SOURCE:
+---+

Before diving into the math, let me explain how addresses actually work in ಅಕ್ಷರ ಮಂಟಪ. I use two representations: hierarchical (for us pleb humans) and raw (for the backend).

Address Equivalence

The hierarchical address looks like mandira.gode.patti.pustaka.puta (room.wall.shelf.book.page). It’s readable, it maps to Borges’ vision, and it gives you a sense of location in the library.

But here’s the thing: most of the infinity lives in the mandira (room) component.
The mandira identifier alone can be around ~1,000 hexadecimal digits long, encoding the vast bulk of the address space. The wall, shelf, book, and page numbers are trivial by comparison, just small integers that subdivide each room.

The raw address is the full hexadecimal string, what the bijection engine actually operates on. When you search for text, the engine returns a raw address; the frontend then parses it into the hierarchical format for display. When you browse to a hierarchical address, it gets packed back into raw form for computation. Two views of the same underlying number, one for humans and one for math.

VII. The Modular Arithmetic Approach

Here’s what I actually built.

The Intuition

Imagine a clock with N hours, where N is incomprehensibly large (57,324^400, the number of possible Kannada pages).

Now pick a special number C that has no common factors with N (they’re “coprime”).

If you multiply any hour by C and wrap around the clock, you get a different hour. And here’s the magic: this mapping is reversible. There exists another number I (the “multiplicative inverse” of C) such that multiplying by I undoes the multiplication by C.

So:

Start with content (as a number)

+---+

WORK TO COMPLETE:
a: According to the passage on library addresses, roughly how many hexadecimal digits long can the mandira identifier be?
b: Repeat the passage on library addresses word for word, beginning at the words "The raw address" and stopping after "I actually built.".
You can leave the items aside.

+---+

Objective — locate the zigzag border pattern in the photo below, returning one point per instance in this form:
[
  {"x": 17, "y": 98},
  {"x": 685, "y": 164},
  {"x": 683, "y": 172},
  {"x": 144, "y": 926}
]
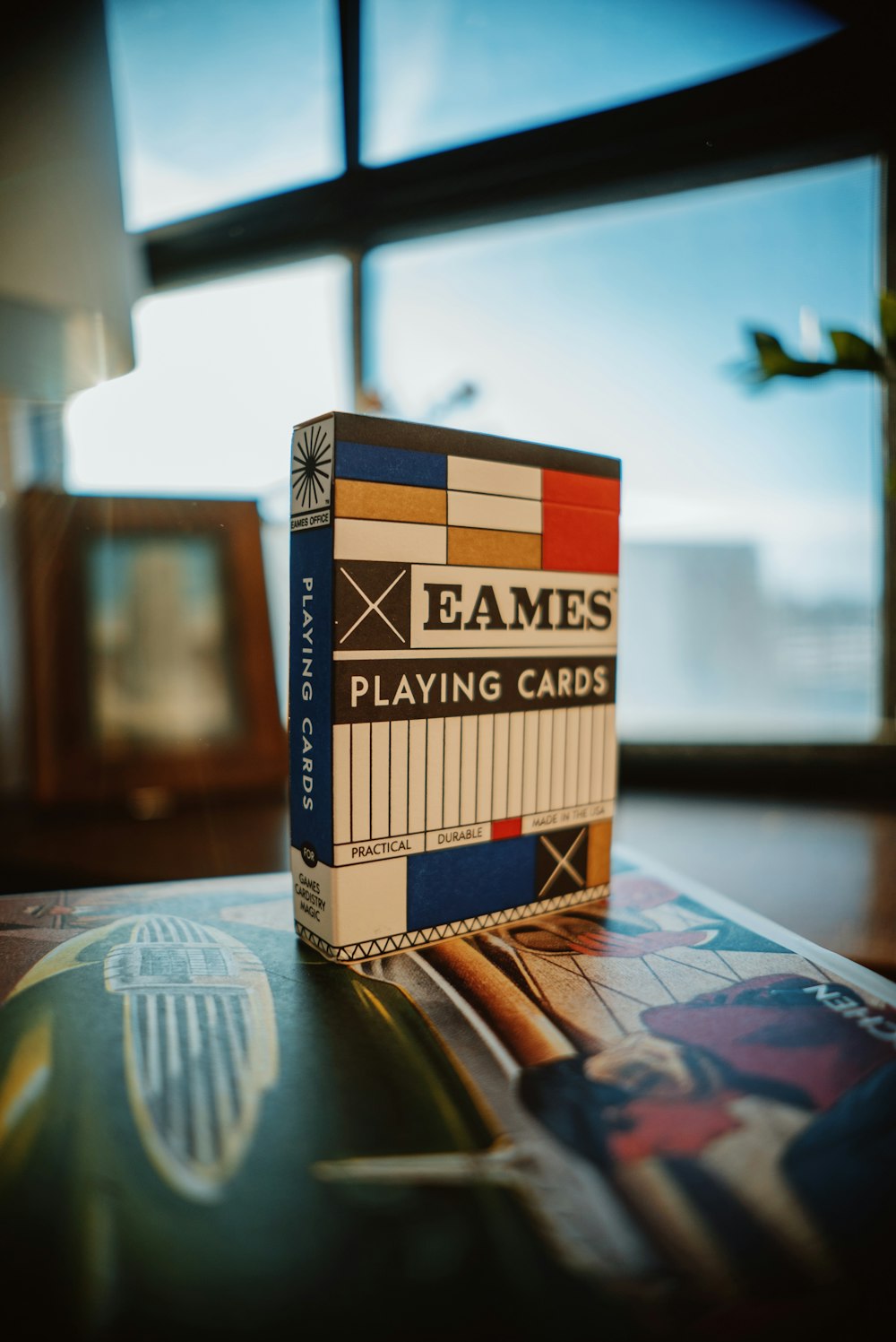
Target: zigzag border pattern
[{"x": 423, "y": 936}]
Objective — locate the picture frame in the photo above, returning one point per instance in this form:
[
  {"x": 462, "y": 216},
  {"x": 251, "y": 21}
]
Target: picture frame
[{"x": 151, "y": 666}]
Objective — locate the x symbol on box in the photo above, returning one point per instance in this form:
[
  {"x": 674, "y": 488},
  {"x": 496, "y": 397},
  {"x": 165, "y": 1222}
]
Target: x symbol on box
[
  {"x": 372, "y": 605},
  {"x": 562, "y": 863}
]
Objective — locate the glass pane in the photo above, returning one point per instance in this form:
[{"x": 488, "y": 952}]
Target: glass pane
[
  {"x": 752, "y": 520},
  {"x": 451, "y": 72},
  {"x": 223, "y": 373},
  {"x": 221, "y": 101}
]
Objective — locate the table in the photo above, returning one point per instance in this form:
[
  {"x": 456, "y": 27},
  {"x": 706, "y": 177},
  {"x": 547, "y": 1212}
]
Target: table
[{"x": 652, "y": 1117}]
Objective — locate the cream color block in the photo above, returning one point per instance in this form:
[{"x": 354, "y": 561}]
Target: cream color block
[
  {"x": 494, "y": 515},
  {"x": 409, "y": 542},
  {"x": 467, "y": 472}
]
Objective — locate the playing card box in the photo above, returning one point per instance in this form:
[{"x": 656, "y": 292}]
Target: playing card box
[{"x": 452, "y": 680}]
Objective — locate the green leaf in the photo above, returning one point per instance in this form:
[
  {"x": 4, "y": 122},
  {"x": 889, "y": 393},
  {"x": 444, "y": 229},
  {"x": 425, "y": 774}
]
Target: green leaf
[{"x": 855, "y": 353}]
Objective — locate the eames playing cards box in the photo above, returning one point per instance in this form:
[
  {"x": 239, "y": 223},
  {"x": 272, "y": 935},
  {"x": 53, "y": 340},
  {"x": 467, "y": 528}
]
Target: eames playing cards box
[{"x": 452, "y": 680}]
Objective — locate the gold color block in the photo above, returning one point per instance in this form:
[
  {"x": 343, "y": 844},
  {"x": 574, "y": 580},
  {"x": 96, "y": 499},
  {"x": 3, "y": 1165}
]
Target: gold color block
[
  {"x": 389, "y": 502},
  {"x": 494, "y": 550},
  {"x": 599, "y": 853}
]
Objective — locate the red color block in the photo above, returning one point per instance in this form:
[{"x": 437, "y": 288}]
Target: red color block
[
  {"x": 580, "y": 540},
  {"x": 581, "y": 490}
]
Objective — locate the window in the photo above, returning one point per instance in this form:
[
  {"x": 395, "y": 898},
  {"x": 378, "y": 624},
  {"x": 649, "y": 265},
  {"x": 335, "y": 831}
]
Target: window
[
  {"x": 752, "y": 555},
  {"x": 663, "y": 180},
  {"x": 451, "y": 72}
]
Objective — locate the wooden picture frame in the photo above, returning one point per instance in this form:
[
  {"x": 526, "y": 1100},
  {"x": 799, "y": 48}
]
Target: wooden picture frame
[{"x": 149, "y": 653}]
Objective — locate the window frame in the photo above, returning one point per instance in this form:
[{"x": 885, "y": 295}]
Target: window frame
[{"x": 823, "y": 104}]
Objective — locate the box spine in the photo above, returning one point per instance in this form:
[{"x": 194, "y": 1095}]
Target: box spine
[{"x": 312, "y": 726}]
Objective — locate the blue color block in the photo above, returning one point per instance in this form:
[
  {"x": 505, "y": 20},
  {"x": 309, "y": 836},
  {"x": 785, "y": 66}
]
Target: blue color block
[
  {"x": 466, "y": 882},
  {"x": 391, "y": 464}
]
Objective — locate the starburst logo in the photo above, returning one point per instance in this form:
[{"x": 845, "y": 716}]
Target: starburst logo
[{"x": 312, "y": 467}]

+---+

SOLUTION LIST:
a: Around 1,000 hexadecimal digits.

b:
The raw address is the full hexadecimal string, what the bijection engine actually operates on. When you search for text, the engine returns a raw address; the frontend then parses it into the hierarchical format for display. When you browse to a hierarchical address, it gets packed back into raw form for computation. Two views of the same underlying number, one for humans and one for math.

VII. The Modular Arithmetic Approach

Here’s what I actually built.